## Requirement
Exactly as they appear, output all of the records. Skip any images.

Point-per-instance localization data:
* * * * * * *

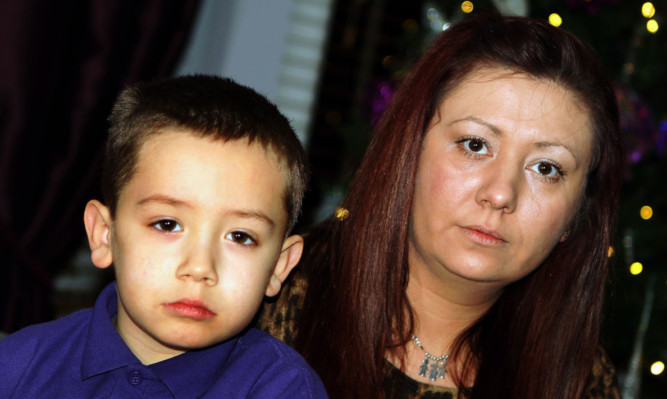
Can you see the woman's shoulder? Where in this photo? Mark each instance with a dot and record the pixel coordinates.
(278, 316)
(602, 382)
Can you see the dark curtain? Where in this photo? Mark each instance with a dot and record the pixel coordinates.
(61, 65)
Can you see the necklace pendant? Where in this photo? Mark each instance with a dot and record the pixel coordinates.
(434, 371)
(423, 367)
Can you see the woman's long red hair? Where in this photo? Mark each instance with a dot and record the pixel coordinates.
(539, 339)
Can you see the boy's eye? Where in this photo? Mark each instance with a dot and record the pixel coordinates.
(240, 237)
(168, 225)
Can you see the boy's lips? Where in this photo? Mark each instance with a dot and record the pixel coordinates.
(193, 309)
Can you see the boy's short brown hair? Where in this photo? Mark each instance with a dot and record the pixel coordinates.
(206, 106)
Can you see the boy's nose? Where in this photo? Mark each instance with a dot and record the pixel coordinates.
(199, 266)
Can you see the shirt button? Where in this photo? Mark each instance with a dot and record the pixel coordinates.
(135, 378)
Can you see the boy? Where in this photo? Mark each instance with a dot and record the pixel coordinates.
(203, 181)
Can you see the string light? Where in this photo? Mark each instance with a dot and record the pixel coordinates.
(648, 10)
(636, 268)
(646, 212)
(467, 7)
(555, 20)
(342, 213)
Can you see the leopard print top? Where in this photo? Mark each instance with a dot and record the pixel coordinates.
(278, 318)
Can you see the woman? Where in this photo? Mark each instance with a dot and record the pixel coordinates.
(478, 229)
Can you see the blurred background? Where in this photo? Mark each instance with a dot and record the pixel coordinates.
(331, 66)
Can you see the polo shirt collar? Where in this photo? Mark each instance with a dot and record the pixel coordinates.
(187, 375)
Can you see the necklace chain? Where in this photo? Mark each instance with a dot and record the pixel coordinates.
(435, 370)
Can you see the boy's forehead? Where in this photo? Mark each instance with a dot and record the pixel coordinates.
(180, 153)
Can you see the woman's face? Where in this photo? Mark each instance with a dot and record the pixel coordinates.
(502, 168)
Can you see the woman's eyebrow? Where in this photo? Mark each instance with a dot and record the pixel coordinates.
(491, 127)
(543, 144)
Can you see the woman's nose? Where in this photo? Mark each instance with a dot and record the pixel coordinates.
(499, 187)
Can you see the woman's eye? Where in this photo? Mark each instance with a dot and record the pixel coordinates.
(547, 170)
(240, 237)
(168, 225)
(476, 146)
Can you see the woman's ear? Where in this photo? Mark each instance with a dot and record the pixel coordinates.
(97, 220)
(289, 257)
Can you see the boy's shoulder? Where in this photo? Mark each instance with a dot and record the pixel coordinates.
(44, 335)
(264, 367)
(44, 346)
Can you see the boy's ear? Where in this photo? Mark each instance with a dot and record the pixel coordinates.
(289, 257)
(97, 220)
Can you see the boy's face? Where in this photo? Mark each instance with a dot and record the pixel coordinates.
(196, 242)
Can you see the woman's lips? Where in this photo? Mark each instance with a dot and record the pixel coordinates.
(190, 308)
(483, 236)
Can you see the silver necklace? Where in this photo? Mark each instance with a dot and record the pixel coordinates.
(435, 370)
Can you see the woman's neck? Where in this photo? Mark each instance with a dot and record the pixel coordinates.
(443, 306)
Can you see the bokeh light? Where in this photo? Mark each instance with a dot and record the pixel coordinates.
(342, 213)
(646, 212)
(648, 10)
(410, 26)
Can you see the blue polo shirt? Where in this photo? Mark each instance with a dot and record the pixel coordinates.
(82, 356)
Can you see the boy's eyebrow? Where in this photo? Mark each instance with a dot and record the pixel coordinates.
(163, 199)
(253, 214)
(242, 213)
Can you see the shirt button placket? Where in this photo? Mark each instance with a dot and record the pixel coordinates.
(135, 377)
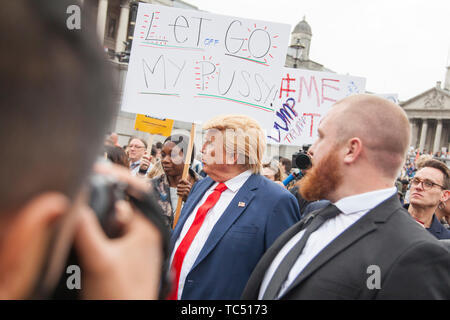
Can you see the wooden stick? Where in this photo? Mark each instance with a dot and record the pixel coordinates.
(185, 173)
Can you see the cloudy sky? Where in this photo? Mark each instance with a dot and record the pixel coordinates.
(399, 46)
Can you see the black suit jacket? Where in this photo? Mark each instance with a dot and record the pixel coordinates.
(412, 263)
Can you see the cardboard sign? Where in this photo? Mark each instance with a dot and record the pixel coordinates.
(304, 98)
(151, 125)
(193, 65)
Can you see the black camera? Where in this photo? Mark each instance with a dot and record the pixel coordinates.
(105, 191)
(301, 159)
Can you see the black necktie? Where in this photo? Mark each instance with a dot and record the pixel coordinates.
(282, 272)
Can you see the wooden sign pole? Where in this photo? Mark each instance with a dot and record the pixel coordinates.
(187, 164)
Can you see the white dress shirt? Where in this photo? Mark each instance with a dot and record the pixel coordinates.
(353, 208)
(233, 186)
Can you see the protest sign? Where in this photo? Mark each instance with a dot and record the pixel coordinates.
(389, 96)
(304, 97)
(151, 125)
(192, 65)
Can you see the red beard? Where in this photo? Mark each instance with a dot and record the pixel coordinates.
(322, 179)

* * * * * * *

## Task response
Can you see the woman's shoulder? Where in this photo? Mark each instance with a dot and record the pixel coordinates.
(278, 316)
(602, 382)
Can you see the dark curtain? Where in this photo? Mark each instance with a dot and record the pixel coordinates.
(61, 65)
Can you see the necklace pendant? Where in this photo? Mark each instance with a dot and record the pixel coordinates.
(434, 371)
(423, 367)
Can you see the woman's long red hair? Where in this photo? Mark each instance with a dot and record the pixel coordinates.
(539, 339)
Can you see the boy's eye? Where in this photo? Mark each instance with a dot and record the pixel coordinates.
(240, 237)
(168, 225)
Can you see the boy's lips? Where in this photo? Mark each instance with a dot and record the pixel coordinates.
(193, 309)
Can you see the boy's short brown hair? Where in this photo? Mark each instance with a dot and record the pixel coordinates.
(206, 106)
Can you see the boy's nose? Where in this photo? Mark each instance with a dot and record the pixel coordinates.
(199, 266)
Can you see the shirt button? Where in this photo? Mark each instance with a dot and record the pixel coordinates.
(135, 378)
Can you see the boy? Where in this photo? Mark each instance with a dot and record the pixel coordinates.
(203, 181)
Can you see the string light? Where in this photo? Mark each instance with a dot and record the pixel coordinates.
(648, 10)
(636, 268)
(646, 212)
(467, 7)
(555, 20)
(342, 213)
Can you see the leopard print top? Where in this photo? Mark each instance with a dot and record the pixel coordinates.
(278, 318)
Can you see the woman? Where in this photo? Mark each instance with a dot and record the pixel coordinates.
(478, 229)
Can you see the blurred background? Where in this photo? Mark each instance with a dot and record the pixel coordinates.
(331, 66)
Can you see the polo shirt collar? Where in this photo? Mark each instance with a dot and record the pixel coordinates.
(187, 375)
Can you see the necklace chain? Where in this photo? Mark each instance with a dot and record the pixel coordinates.
(435, 370)
Can you see the boy's forehead? Where in this photo? Mark each instance with a dot and record the pixel coordinates.
(180, 153)
Can you see the woman's face? Where in this photo? Mark each instance with a dot and record the pixel coordinates.
(502, 168)
Can you see the woman's eyebrow? Where in this photo? Mark each instance with a dot and record the pixel coordinates.
(491, 127)
(543, 144)
Can you see the woman's nose? Where in this photo? Mark each instance with a dot and record the pixel coordinates.
(499, 187)
Can you see the woman's eye? Where in this photo? Mark each instance with a dot and record the pixel coordinates.
(547, 170)
(240, 237)
(168, 225)
(476, 146)
Can you see the woman's ear? Where in this photo? Mark each instance with a dot and record the pixel coordinates.
(97, 220)
(289, 257)
Can you see the boy's shoulder? Where in this photo? Mark each instance with a dot and record the pixel coordinates.
(44, 335)
(264, 367)
(44, 346)
Can you see the boy's ear? Where in this photo? Mark each instance with a dot and record the pixel coordinates.
(289, 257)
(97, 220)
Can you see the boy's face? Where in this photo? Mark each instance with a dot and record the pixel coordinates.
(196, 242)
Can you see the woman's lips? Where in this photo? Mark each instance with a dot and record the pixel coordinates.
(190, 308)
(483, 236)
Can you see the silver necklace? Where in this photo? Mark each instance with a dot and record the pixel coordinates.
(435, 370)
Can you see the woman's neck? Where in this photo? Mark each instance with a dot and record the pixel coordinates.
(443, 306)
Can you see the bokeh light? Where in this photo? Mark each instance with a dot and record the pixel coordinates.
(342, 213)
(646, 212)
(648, 10)
(410, 26)
Can you see the blue polo shirt? Where in this photo? Mark each instance with a dot and record the pixel coordinates.
(82, 356)
Can you see the boy's eyebrow? Where in this photo? Mark each instance with a dot and record the pixel coordinates.
(163, 199)
(253, 214)
(242, 213)
Can you see the shirt button placket? Where in this photo? Mark each instance with a dot and record the pixel coordinates.
(135, 377)
Can you see the wooden stick? Where in this photo? Mark each instance with a dot and record the pixel coordinates.
(185, 173)
Can you see the cloudy sky? Where in this photo? Mark each instance with a dot and record the pixel coordinates.
(399, 46)
Can you see the black suit jacket? Where in this photo? Mark each instance with a dot and record the pixel coordinates.
(412, 263)
Can you see the cardboard sign? Where in this photo? Mark each instance with a dot and record the pixel coordinates.
(304, 98)
(151, 125)
(193, 65)
Can you see the black camera? Where in this photo? Mark each instance with a dot and record the pixel coordinates.
(105, 191)
(301, 159)
Can you see the black necktie? Where in this photo? Mark each instance with a dot and record the pixel coordinates.
(282, 272)
Can you see the wooden sign pole? Where in this photo? Mark each instance with a dot and record the pixel coordinates.
(187, 164)
Can you see the white dress shirt? Where in this photo? Mark each instance with a dot and record the pixel coordinates.
(353, 208)
(233, 186)
Can you see the protest sign? Where in this photo? Mark each instance with a dot and record the pixel coordinates.
(389, 96)
(304, 97)
(151, 125)
(192, 65)
Can you see the red beard? Where in this photo? Mark each instance with a dot and record the pixel coordinates.
(322, 179)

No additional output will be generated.